Süddeutsche Zeitung

Coronavirus:China lockert strikte Null-Covid-Maßnahmen

Der Staatsrat verkündet Erleichterungen für Quarantäne, PCR-Tests und Lockdowns. Das Tempo, mit dem die Lockerungen eingeführt werden, spiegelt den wachsenden Druck auf Präsident Xi wider.

Im Kampf gegen die Corona-Pandemie hat China seine strikten Null-Covid-Maßnahmen etwas gelockert. Der Staatsrat verkündete in Peking einen neuen Zehn-Punkte-Plan mit Erleichterungen für Quarantäne, PCR-Tests und Lockdowns.

Zu den landesweiten Lockerungen gehört, dass es in Nicht-Hochrisiko-Gebieten keine Bewegungseinschränkungen geben darf. Wie die Nationale Gesundheitskommission ankündigte, dürfe es nicht zu Produktions- und Arbeitsausfällen kommen. Hochrisiko-Gebiete müssten in Zukunft präziser festgelegt werden und können einzelne Gebäude oder auch nur eine Etage betreffen. Bei Reisen ist kein negativer Test mehr nötig.

--

Aufgabe:
Prüfe, ob die Aussagen 1., 2. und 3. zum Artikel über Chinas Corona-Lockerungen passen, und antworte jeweils mit Ja oder Nein samt den entscheidenden Worten des Artikels als wörtliches Zitat.
1. Bei Reisen ist weiterhin ein negativer Test erforderlich.
2. Hochrisiko-Gebiete können auch nur eine Etage betreffen.
3. Der Staatsrat verkündete den Zehn-Punkte-Plan in Shanghai.
Die Datensätze stammen aus einer anderen Quelle als der Artikel.

Bereitgestellte Datensätze:

--

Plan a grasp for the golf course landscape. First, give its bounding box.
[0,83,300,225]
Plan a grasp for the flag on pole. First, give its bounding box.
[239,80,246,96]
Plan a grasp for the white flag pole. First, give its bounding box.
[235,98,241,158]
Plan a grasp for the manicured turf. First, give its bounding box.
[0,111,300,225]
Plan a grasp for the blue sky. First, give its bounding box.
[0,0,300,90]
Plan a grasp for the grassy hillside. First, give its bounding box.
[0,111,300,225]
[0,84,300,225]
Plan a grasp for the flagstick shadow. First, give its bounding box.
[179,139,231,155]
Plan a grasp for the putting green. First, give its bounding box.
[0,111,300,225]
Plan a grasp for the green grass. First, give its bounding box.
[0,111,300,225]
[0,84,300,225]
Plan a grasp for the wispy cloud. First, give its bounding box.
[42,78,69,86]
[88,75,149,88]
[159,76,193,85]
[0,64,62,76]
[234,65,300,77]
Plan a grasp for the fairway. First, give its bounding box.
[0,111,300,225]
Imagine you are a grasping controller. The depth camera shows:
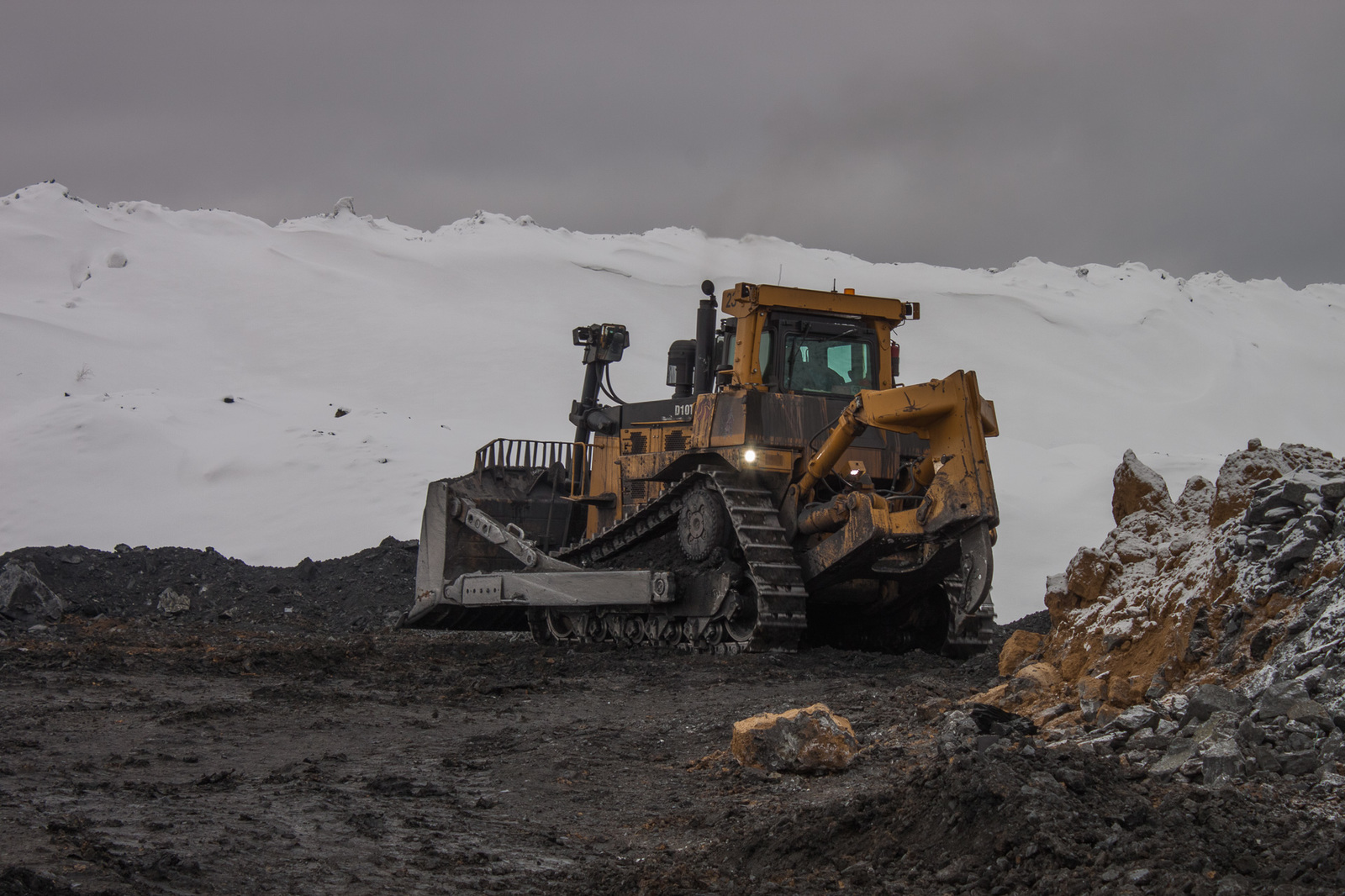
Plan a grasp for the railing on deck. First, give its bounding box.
[472,439,592,498]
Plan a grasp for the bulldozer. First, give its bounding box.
[402,282,1000,655]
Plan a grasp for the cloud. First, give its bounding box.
[0,0,1345,285]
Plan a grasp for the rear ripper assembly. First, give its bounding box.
[402,282,1000,655]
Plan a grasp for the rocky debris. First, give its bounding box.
[0,538,417,632]
[0,561,66,627]
[1000,628,1045,677]
[1209,439,1293,526]
[159,588,192,616]
[1111,448,1173,524]
[978,440,1345,797]
[973,440,1345,728]
[729,704,859,772]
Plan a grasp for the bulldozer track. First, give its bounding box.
[554,470,809,651]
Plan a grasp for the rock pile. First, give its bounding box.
[973,440,1345,787]
[729,704,859,772]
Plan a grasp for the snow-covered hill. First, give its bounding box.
[0,183,1345,619]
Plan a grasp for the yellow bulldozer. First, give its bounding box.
[402,282,1000,655]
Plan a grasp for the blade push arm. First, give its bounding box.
[785,370,1000,533]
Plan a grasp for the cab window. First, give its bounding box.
[783,332,874,396]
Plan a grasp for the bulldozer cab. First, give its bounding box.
[408,282,998,651]
[715,284,920,398]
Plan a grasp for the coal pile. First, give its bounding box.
[0,537,417,636]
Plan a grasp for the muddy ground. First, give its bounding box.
[0,540,1345,896]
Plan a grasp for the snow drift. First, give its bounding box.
[0,183,1345,618]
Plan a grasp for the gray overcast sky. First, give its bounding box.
[8,0,1345,287]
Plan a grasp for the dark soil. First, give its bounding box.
[0,540,1345,896]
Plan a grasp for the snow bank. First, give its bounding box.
[0,183,1345,619]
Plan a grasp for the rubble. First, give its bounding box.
[0,561,66,625]
[973,440,1345,793]
[729,704,859,772]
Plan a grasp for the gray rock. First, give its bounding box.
[0,560,66,625]
[1271,529,1322,572]
[1192,709,1242,748]
[1110,704,1158,732]
[1148,740,1195,779]
[1186,685,1253,721]
[1283,470,1327,506]
[1260,506,1298,526]
[1251,744,1283,772]
[1284,698,1336,733]
[1200,739,1246,787]
[1298,507,1332,538]
[1237,719,1266,746]
[1321,477,1345,500]
[159,588,191,616]
[1279,750,1322,775]
[1128,730,1173,750]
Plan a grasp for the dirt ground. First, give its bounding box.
[0,542,1345,896]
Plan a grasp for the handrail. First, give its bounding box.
[472,439,592,498]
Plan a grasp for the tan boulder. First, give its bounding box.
[1111,448,1173,524]
[1014,663,1064,692]
[729,704,859,772]
[1065,547,1111,604]
[1000,628,1045,678]
[1076,676,1107,704]
[1045,573,1079,627]
[1209,439,1294,527]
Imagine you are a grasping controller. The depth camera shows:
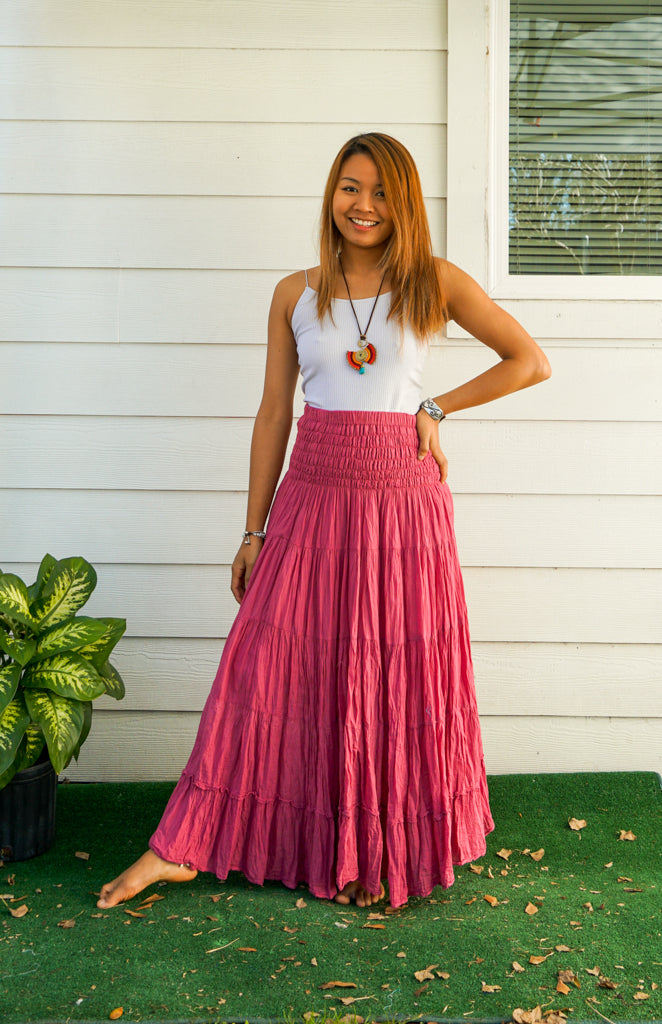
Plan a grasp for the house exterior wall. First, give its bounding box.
[0,0,662,780]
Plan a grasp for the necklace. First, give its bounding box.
[338,256,386,374]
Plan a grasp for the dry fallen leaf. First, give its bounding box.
[414,964,439,981]
[512,1007,542,1024]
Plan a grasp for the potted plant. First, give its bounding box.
[0,555,126,860]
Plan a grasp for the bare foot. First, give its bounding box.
[96,850,198,910]
[333,882,386,906]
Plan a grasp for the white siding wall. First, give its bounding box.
[0,0,662,779]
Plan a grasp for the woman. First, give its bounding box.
[97,132,550,907]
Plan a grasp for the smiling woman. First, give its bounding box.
[98,132,549,907]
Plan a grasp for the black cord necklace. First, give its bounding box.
[338,255,386,374]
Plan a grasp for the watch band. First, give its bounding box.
[418,398,446,422]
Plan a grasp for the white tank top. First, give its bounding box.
[292,272,428,414]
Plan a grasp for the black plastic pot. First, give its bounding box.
[0,759,57,860]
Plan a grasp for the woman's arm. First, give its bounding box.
[435,260,551,415]
[231,274,301,604]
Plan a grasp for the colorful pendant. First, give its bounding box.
[347,335,377,374]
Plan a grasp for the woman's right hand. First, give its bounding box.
[230,537,264,604]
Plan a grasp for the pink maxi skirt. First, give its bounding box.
[150,404,494,906]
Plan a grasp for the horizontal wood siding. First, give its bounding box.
[0,0,662,780]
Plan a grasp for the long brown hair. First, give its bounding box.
[317,132,449,343]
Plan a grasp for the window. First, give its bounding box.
[504,0,662,275]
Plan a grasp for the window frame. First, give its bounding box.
[447,0,662,323]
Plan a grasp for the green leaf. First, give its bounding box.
[25,690,85,774]
[33,558,96,634]
[0,665,20,712]
[23,651,106,700]
[98,662,126,700]
[79,618,126,672]
[0,630,37,666]
[0,572,35,629]
[34,555,57,597]
[0,696,30,775]
[35,615,107,658]
[74,700,93,761]
[14,722,46,771]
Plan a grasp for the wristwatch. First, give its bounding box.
[418,398,446,421]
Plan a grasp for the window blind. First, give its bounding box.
[508,0,662,274]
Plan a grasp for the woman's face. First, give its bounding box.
[333,153,394,256]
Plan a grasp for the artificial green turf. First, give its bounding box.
[0,772,662,1024]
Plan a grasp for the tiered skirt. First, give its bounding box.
[150,404,494,906]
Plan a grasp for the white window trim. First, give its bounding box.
[447,0,662,327]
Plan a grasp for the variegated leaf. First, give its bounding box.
[33,558,96,635]
[0,665,20,712]
[37,615,107,659]
[98,662,126,700]
[80,618,126,671]
[74,700,93,761]
[0,572,35,629]
[0,630,37,666]
[25,690,84,774]
[0,696,30,774]
[23,651,106,700]
[14,722,46,771]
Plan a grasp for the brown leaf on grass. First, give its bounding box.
[414,964,439,981]
[512,1007,542,1024]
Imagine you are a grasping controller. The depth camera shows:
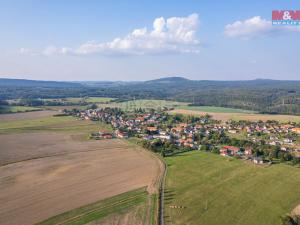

--

Schriftliche Antwort:
1. Nein: „Bei Reisen ist kein negativer Test mehr nötig.“
2. Ja: „können einzelne Gebäude oder auch nur eine Etage betreffen“
3. Nein: „Der Staatsrat verkündete in Peking einen neuen Zehn-Punkte-Plan“